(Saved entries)
---
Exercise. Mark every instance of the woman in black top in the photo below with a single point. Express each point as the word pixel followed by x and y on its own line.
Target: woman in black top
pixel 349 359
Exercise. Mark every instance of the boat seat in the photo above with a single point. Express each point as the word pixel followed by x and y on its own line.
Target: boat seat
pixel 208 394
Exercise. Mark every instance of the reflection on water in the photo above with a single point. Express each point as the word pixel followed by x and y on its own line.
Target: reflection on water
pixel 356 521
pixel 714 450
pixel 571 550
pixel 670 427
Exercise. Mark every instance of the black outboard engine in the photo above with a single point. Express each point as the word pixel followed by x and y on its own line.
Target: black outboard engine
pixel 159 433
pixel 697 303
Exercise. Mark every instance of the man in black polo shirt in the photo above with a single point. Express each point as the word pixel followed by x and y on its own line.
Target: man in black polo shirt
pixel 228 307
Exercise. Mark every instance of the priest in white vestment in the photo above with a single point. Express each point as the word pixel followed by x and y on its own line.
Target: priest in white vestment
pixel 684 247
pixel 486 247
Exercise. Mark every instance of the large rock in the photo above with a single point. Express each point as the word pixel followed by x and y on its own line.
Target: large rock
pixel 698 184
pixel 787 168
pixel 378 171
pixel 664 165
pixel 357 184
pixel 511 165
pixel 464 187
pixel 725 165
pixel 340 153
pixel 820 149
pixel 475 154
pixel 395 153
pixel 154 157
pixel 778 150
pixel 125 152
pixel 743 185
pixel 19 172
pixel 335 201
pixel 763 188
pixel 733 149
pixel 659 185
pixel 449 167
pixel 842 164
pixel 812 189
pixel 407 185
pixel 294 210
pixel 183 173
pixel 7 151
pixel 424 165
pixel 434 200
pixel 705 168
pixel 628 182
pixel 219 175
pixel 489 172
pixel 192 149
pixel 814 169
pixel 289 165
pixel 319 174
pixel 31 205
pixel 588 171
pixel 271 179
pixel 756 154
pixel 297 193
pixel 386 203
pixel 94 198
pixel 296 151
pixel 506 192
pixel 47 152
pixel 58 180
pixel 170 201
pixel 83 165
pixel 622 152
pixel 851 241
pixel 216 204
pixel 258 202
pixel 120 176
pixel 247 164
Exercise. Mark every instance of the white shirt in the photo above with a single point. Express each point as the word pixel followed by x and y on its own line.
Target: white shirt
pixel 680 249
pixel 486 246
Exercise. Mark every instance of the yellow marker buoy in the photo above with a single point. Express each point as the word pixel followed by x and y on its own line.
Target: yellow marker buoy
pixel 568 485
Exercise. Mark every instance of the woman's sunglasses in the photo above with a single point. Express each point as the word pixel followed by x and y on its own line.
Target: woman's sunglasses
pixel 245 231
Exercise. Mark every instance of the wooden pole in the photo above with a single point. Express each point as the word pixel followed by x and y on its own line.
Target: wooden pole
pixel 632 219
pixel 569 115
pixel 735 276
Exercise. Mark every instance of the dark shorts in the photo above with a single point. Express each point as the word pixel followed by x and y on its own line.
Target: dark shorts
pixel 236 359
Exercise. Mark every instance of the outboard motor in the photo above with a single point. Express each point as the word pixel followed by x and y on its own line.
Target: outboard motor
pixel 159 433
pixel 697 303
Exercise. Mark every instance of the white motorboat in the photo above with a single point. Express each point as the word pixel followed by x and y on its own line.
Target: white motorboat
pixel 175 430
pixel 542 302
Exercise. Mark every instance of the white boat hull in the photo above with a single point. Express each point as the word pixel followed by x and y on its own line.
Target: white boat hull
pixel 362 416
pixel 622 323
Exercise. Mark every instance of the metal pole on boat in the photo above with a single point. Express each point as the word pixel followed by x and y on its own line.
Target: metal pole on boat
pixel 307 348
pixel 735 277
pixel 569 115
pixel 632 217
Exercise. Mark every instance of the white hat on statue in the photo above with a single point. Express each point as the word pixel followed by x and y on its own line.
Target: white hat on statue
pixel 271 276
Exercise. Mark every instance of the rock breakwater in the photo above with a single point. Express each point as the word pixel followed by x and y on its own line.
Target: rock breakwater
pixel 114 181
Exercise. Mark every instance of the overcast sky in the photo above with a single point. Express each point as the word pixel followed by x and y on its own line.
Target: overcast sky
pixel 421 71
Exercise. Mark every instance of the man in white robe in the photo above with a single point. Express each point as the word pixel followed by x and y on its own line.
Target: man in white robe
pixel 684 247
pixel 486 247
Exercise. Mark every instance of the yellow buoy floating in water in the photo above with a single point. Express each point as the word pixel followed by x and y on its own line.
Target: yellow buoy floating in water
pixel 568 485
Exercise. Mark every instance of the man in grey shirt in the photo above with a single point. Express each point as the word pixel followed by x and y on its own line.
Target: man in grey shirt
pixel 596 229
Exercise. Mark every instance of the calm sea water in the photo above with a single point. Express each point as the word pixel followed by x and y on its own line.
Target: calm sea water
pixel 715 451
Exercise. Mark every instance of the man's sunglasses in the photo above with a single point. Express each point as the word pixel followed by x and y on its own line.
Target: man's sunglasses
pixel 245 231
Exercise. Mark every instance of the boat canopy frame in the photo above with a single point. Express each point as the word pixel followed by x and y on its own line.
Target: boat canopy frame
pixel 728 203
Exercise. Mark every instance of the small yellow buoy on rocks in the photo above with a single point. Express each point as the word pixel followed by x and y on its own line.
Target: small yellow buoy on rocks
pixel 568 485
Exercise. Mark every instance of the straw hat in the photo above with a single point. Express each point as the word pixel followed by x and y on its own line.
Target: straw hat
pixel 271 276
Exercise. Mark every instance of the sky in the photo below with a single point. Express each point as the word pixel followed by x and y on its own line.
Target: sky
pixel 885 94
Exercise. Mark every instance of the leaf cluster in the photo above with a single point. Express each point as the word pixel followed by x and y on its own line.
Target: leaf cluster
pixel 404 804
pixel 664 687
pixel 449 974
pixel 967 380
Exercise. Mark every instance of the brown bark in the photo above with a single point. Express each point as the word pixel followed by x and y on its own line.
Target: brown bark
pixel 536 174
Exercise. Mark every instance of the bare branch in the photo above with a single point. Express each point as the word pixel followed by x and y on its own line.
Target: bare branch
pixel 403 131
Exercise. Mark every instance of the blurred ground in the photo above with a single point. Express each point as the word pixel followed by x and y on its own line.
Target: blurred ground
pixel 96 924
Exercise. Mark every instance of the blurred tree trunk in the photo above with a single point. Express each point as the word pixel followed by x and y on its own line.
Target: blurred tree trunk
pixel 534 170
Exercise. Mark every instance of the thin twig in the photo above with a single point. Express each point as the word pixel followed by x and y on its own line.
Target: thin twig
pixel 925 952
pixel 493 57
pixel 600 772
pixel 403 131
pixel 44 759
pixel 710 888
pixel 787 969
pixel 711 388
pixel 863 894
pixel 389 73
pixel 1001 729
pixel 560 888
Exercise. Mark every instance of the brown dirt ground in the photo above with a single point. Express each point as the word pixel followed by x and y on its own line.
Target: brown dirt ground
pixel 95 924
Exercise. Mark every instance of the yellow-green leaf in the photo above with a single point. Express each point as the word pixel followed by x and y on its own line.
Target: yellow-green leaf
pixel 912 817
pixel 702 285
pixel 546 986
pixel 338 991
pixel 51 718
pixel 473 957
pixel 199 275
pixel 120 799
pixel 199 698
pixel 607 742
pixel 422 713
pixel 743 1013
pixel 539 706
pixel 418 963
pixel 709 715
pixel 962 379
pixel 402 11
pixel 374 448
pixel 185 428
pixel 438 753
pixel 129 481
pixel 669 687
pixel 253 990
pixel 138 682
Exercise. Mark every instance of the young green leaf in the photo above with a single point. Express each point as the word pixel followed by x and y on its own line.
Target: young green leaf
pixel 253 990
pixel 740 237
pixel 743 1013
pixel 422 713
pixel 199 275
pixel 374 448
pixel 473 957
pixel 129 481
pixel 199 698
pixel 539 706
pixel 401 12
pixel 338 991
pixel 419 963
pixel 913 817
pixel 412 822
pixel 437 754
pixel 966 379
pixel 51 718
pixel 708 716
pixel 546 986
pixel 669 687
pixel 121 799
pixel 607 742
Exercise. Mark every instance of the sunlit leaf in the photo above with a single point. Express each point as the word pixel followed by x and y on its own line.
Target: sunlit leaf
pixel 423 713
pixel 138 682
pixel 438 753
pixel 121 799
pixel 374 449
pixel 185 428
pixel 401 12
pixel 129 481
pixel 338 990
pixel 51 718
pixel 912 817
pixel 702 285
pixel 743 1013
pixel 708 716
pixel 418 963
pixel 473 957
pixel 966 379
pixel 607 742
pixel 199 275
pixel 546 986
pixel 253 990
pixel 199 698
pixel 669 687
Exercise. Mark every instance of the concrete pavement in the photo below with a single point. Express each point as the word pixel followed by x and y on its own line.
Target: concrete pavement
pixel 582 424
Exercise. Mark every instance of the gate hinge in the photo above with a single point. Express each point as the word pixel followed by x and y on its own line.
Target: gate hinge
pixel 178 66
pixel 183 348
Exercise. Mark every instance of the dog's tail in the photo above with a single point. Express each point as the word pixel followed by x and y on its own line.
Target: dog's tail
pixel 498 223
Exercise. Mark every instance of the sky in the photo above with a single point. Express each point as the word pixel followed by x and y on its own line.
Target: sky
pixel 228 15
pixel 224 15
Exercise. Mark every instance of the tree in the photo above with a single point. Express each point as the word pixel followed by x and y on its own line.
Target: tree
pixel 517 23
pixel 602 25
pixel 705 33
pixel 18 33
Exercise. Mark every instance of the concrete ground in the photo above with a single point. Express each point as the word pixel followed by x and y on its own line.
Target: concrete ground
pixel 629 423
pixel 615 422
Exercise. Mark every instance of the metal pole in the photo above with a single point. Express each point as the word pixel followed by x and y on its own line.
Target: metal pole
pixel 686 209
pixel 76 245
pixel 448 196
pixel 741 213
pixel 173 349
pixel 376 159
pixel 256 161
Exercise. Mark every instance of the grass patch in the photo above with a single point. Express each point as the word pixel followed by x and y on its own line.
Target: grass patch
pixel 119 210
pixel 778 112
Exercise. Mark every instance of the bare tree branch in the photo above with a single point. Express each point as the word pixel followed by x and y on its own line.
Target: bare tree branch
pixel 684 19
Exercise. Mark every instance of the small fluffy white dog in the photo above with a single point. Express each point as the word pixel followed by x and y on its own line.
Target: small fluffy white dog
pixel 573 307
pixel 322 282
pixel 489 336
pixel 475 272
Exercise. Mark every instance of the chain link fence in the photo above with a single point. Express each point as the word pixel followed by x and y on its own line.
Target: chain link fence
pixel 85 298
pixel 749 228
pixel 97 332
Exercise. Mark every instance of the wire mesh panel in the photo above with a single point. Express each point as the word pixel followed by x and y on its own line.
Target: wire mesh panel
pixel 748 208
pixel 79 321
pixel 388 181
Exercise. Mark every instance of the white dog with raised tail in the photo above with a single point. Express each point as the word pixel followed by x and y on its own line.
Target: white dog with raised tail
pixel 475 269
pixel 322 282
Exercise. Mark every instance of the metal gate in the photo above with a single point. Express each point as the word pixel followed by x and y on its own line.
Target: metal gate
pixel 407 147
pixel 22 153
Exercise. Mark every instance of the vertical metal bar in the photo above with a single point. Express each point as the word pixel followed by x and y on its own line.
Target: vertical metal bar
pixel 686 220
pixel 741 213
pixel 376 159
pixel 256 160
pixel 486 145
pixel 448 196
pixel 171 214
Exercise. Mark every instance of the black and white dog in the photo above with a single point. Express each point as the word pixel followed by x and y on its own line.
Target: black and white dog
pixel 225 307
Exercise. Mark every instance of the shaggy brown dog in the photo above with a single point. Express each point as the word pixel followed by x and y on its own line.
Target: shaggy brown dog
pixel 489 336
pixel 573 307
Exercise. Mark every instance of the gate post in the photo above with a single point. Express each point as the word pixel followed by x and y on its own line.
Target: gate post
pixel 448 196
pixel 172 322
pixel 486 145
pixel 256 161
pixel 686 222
---
*YOUR GOAL*. Starting at the line that has "Exercise. Mark every instance of the grass" and stopping after the line that has "pixel 684 19", give the data as a two-column CSV with the columns text and answer. Put one text and its answer on each row, each in a single quoted field with line breaks replaced by spaces.

*SOLUTION FOR THIS TASK*.
text,answer
"Exercise. Mark every instance of the grass patch in the photo above with a single point. Express each point as the word pixel followed by x and y on its own line. Target: grass patch","pixel 119 210 pixel 778 112"
"Exercise. Mark every instance of the bare tree branch in the photo above with a single point. Express each point as the word pixel followed by x and y on its own line. Target: bare tree branch","pixel 684 19"